DIRECTIVE: Write out all the lines again, precisely as they stand, but without the images.

Position identification records:
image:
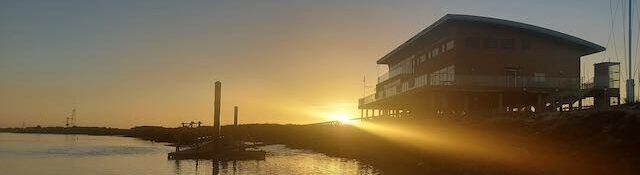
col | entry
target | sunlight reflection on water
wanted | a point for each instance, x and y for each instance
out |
(81, 154)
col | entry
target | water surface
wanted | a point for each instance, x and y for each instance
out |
(39, 154)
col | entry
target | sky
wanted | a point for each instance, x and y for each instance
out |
(125, 63)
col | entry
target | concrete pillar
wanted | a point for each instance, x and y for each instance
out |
(541, 106)
(466, 103)
(500, 103)
(580, 104)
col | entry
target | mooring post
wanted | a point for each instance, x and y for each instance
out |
(216, 110)
(235, 116)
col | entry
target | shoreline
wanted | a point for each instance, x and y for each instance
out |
(552, 142)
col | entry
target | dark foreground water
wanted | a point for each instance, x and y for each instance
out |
(80, 154)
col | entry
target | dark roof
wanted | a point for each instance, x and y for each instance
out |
(590, 47)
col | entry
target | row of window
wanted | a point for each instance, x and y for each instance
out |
(436, 51)
(492, 42)
(444, 76)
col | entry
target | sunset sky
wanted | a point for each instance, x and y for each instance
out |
(125, 63)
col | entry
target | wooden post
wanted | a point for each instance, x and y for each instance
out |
(500, 103)
(216, 110)
(235, 116)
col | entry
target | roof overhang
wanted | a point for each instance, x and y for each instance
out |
(590, 47)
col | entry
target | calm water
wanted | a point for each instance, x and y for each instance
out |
(80, 154)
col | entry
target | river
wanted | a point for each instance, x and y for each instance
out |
(37, 154)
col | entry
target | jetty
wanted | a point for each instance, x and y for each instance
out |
(218, 146)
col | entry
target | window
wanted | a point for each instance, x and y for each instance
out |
(539, 77)
(472, 42)
(444, 76)
(525, 44)
(507, 43)
(423, 58)
(435, 52)
(490, 42)
(450, 45)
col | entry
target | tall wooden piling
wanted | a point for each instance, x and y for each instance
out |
(235, 116)
(216, 110)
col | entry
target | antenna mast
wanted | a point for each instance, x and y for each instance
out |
(630, 82)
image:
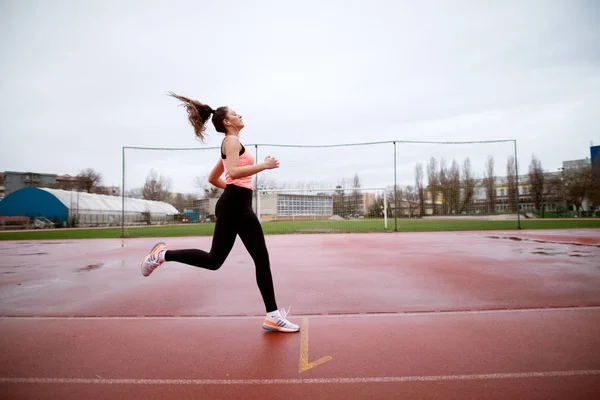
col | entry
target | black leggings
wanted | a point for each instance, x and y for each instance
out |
(234, 217)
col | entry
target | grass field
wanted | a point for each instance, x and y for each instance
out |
(287, 227)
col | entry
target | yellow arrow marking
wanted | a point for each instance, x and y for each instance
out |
(304, 364)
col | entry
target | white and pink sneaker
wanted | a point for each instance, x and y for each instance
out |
(152, 260)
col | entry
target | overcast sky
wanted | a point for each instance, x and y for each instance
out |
(81, 79)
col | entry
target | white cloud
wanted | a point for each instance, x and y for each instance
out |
(84, 79)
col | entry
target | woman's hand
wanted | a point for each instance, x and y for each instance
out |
(271, 162)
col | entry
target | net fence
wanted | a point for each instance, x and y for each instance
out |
(379, 186)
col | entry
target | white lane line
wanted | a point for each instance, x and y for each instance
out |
(374, 314)
(394, 379)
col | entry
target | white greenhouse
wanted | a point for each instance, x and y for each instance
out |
(85, 209)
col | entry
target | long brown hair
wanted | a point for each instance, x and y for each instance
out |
(199, 113)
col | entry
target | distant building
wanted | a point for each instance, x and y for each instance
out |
(576, 163)
(1, 185)
(14, 181)
(11, 181)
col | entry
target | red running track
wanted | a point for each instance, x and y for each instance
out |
(79, 321)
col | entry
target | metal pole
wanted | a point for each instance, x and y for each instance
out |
(517, 184)
(256, 181)
(384, 210)
(395, 194)
(123, 197)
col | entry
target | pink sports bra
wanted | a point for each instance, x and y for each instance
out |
(245, 159)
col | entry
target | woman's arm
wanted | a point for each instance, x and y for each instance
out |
(215, 175)
(232, 151)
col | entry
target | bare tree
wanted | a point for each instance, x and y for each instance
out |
(577, 184)
(410, 197)
(536, 182)
(444, 186)
(89, 179)
(433, 183)
(511, 183)
(135, 193)
(420, 188)
(468, 186)
(454, 188)
(182, 201)
(594, 190)
(356, 198)
(553, 190)
(157, 187)
(489, 184)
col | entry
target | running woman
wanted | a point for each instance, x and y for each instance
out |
(233, 210)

REPLY:
image:
col | entry
target | sunlight reflection on water
wanted | a point for each instance, x and y for each instance
out |
(81, 154)
col | entry
target | water surface
wanted | a point for each instance, x and y for each instance
out |
(39, 154)
col | entry
target | sky
wanted | a point for each instance, x and y for each instance
out |
(125, 63)
col | entry
target | concrete pillar
wanted | a point for each instance, x and y for each instance
out |
(541, 106)
(466, 103)
(500, 103)
(580, 104)
col | entry
target | mooring post
wanted | a point for each instance, x and y for each instance
out |
(216, 110)
(235, 116)
col | entry
target | shoreline
wanted | a point for each instance, x and y for each instance
out |
(552, 142)
col | entry
target | dark foreground water
wanted | a point for each instance, x and y for each instance
out |
(80, 154)
col | entry
target | dark roof
wanted | a point for each instance, x and y for each instance
out |
(590, 47)
col | entry
target | row of window
wanted | a point for each instance, x and y for each instance
out |
(436, 51)
(492, 42)
(444, 76)
col | entry
target | sunset sky
wanted | a point for each instance, x and y for each instance
out |
(125, 63)
col | entry
target | wooden post
wanted | a point for each instance, x and y for each instance
out |
(500, 103)
(216, 110)
(235, 116)
col | entry
target | roof overhang
wanted | a point for each instance, x and y for each instance
out |
(590, 47)
col | entry
target | calm water
wanted | a point for each instance, x and y for each instance
out |
(80, 154)
col | entry
target | river
wanted | a point for each instance, x and y for each instance
out |
(37, 154)
col | entry
target | jetty
wanted | a point for each instance, x and y for each instance
out |
(218, 146)
col | entry
target | window
wanted | a point for each instance, x and y for each instance
out |
(539, 77)
(472, 42)
(444, 76)
(525, 44)
(507, 43)
(423, 58)
(435, 52)
(490, 42)
(450, 45)
col | entry
target | tall wooden piling
wanted | a point for each instance, x and y for each instance
out |
(235, 116)
(216, 110)
col | entry
target | antenna mast
wanted | a point for each instance, x and y for each instance
out |
(630, 82)
image:
col | entry
target | black leggings
wanted | a point for each instance, x and y for each instance
out |
(234, 217)
col | entry
target | grass field
wanted | a point for each instance, x and y for each instance
out |
(287, 227)
col | entry
target | yellow arrow marking
wanted | a point for each instance, x and y for each instance
out |
(304, 364)
col | entry
target | white and pink sneaker
wanted | a point for each instance, x and y for each instance
out |
(152, 260)
col | entry
target | overcast sky
wanted | a point for each instance, x and y for each instance
out |
(81, 79)
col | entry
target | white cloud
wanted | a point for each instance, x and y for each instance
out |
(84, 79)
col | entry
target | woman's hand
wanted | a point for each instance, x and y for each instance
out |
(271, 162)
col | entry
target | net fence
wanted | a point for each instance, x and y for each instance
out |
(379, 186)
col | entry
target | white lane line
wanted | a point for each instance, x and y for each instance
out |
(374, 314)
(394, 379)
col | entry
target | white greenhouse
wanted | a point for each instance, x and y for each instance
out |
(85, 209)
col | entry
target | long brown hair
wanted | a point for each instance, x and y for each instance
out |
(199, 113)
col | entry
target | distant building
wanted | a point for each instance, x and y for each instance
out |
(576, 163)
(1, 185)
(14, 181)
(11, 181)
col | entry
target | red running track
wanted | a point for each instance, x and y for each instance
out |
(79, 321)
col | entry
target | metal pole
wanted | a point for each instance, x and y for each instance
out |
(517, 184)
(256, 181)
(384, 210)
(395, 194)
(123, 197)
col | entry
target | pink sports bra
wanted | a point for each instance, x and y for each instance
out |
(245, 159)
col | entry
target | woman's arm
wanted | a point for each instance, x and y for each instance
out |
(215, 175)
(232, 151)
col | entry
target | bare tree
wanted | a point for each instance, x and y for each instance
out |
(577, 184)
(410, 197)
(536, 182)
(444, 186)
(89, 179)
(433, 183)
(511, 183)
(135, 193)
(420, 188)
(468, 186)
(454, 188)
(182, 201)
(594, 190)
(356, 198)
(553, 190)
(157, 187)
(489, 184)
col | entry
target | running woman
wanted | a point for each instance, x and y for each instance
out |
(233, 210)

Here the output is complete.